Track down every line below that holds "umbrella" and copy it.

[[ Data open ]]

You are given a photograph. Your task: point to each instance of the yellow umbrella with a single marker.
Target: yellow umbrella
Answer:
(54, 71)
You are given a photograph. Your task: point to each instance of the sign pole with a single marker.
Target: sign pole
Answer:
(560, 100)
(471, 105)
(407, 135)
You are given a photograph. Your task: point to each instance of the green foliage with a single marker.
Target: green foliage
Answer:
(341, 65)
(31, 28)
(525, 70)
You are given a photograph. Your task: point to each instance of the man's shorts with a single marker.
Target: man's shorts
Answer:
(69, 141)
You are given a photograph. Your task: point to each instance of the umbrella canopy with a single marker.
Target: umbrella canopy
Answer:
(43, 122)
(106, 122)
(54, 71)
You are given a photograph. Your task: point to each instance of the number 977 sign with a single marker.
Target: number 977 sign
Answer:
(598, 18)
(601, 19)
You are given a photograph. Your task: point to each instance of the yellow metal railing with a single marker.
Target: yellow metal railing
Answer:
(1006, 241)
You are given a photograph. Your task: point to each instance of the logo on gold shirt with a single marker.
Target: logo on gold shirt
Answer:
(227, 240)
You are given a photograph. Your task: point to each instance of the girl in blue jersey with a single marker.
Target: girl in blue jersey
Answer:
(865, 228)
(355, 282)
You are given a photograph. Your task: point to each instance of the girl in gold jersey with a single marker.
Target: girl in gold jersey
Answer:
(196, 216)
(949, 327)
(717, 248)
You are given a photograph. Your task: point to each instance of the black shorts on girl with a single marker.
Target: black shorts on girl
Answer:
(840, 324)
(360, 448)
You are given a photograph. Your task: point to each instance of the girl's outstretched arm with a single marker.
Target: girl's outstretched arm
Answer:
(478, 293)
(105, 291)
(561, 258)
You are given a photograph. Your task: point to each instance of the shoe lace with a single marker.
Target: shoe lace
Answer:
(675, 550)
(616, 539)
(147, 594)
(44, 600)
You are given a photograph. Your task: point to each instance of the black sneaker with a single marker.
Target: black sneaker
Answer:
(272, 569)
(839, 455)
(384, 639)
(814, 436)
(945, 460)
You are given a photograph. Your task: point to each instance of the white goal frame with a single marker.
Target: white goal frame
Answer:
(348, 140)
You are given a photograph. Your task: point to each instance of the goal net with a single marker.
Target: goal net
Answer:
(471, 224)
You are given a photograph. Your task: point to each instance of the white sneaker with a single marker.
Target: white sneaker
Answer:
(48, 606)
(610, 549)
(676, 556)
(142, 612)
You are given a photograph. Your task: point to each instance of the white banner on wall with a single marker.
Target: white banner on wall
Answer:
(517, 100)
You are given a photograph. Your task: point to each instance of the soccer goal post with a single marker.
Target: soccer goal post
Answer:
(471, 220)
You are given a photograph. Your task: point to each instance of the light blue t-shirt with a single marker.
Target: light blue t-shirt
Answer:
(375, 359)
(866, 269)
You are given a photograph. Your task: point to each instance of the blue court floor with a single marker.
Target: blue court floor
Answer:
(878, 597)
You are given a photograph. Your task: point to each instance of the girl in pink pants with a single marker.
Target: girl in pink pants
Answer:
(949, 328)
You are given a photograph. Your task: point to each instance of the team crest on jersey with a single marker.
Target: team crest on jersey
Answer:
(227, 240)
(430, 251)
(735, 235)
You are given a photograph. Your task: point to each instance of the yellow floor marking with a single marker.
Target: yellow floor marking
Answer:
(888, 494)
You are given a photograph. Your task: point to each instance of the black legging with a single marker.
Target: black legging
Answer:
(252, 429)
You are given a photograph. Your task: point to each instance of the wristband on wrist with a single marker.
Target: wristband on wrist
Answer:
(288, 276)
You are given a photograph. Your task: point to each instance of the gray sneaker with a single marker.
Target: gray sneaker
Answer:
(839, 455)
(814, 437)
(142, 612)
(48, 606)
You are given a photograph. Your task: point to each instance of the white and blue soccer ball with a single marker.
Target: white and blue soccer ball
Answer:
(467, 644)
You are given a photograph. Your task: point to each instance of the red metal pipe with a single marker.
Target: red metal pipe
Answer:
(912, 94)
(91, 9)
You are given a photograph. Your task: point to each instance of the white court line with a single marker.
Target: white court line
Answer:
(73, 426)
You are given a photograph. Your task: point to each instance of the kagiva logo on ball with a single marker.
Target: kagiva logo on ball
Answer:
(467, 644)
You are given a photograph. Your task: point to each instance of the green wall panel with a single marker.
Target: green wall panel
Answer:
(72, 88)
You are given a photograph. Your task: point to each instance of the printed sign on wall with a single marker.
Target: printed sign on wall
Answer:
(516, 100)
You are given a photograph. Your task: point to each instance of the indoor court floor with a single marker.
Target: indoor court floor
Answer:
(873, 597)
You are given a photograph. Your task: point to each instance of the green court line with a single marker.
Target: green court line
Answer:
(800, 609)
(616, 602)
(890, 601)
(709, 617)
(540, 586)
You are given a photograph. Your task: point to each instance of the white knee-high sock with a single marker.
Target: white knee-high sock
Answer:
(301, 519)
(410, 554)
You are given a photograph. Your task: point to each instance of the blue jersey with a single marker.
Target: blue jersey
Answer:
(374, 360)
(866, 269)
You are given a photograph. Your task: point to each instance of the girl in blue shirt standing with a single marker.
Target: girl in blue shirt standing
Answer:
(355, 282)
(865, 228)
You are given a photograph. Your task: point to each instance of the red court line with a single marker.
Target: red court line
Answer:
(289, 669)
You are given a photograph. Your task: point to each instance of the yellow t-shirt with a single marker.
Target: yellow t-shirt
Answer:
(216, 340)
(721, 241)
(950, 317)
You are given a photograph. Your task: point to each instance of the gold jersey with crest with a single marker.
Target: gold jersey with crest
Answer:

[[ Data closed ]]

» **Task output**
You are given a photograph. Your task: point to each instance of the yellow umbrella with a single marker.
Target: yellow umbrella
You are given a photograph. Your task: point to each instance of the umbrella canopy with a single marker.
Target: umbrella canopy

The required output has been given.